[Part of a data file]
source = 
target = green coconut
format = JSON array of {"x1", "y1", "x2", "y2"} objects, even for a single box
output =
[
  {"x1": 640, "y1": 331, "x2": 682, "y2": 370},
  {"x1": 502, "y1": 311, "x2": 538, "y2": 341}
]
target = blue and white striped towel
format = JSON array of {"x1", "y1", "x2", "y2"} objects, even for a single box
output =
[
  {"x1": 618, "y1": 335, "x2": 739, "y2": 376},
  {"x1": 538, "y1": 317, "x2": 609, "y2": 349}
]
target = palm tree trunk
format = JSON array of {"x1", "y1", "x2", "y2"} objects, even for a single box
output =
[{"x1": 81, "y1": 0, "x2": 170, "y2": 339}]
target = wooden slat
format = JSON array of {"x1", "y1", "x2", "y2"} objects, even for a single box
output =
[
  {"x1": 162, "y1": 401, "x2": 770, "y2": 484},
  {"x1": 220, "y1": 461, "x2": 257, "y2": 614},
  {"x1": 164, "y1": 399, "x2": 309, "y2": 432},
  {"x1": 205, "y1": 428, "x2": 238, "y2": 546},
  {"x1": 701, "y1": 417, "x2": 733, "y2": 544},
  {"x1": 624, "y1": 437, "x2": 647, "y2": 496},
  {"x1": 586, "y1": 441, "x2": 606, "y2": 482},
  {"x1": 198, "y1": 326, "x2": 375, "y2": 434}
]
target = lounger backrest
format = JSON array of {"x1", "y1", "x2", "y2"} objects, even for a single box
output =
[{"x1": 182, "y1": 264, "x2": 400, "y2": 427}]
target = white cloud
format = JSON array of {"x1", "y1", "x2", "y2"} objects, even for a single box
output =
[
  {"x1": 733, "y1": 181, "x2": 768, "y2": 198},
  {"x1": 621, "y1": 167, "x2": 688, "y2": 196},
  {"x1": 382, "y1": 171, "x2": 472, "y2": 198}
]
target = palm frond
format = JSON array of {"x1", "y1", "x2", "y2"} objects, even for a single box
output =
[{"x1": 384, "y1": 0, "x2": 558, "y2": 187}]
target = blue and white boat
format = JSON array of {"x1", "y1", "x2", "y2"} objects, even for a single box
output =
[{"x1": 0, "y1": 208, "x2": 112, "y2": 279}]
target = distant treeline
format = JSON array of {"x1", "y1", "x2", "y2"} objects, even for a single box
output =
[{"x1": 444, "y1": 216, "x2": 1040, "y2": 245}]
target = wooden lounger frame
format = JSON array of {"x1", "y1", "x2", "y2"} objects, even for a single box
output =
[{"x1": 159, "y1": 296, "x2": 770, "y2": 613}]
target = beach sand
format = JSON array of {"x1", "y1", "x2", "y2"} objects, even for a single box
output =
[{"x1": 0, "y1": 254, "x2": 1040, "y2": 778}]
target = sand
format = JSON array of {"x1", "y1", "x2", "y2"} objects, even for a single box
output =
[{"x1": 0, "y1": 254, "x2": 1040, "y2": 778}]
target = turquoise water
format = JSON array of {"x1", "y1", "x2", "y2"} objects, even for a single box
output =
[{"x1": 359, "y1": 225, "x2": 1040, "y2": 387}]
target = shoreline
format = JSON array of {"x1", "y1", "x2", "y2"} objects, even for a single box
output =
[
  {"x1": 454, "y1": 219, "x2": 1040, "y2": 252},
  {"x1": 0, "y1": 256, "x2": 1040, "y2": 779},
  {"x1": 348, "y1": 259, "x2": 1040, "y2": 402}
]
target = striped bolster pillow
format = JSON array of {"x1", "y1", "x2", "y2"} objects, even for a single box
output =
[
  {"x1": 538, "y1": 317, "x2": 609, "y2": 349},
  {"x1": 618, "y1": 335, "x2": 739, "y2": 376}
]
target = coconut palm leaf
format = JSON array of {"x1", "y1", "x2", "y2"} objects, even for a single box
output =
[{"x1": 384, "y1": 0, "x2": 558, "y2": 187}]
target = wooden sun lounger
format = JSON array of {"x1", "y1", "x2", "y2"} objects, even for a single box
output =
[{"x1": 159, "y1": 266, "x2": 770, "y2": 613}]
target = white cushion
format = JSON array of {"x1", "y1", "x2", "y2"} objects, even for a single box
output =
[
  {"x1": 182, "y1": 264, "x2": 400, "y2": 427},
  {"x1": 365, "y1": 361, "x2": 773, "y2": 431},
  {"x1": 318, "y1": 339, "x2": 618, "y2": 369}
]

_Requirements:_ Locate every line in the items above that contains the word "palm", and copy each of those lines.

_Answer for this exercise:_
target = palm tree trunk
target = palm frond
target = coconut palm leaf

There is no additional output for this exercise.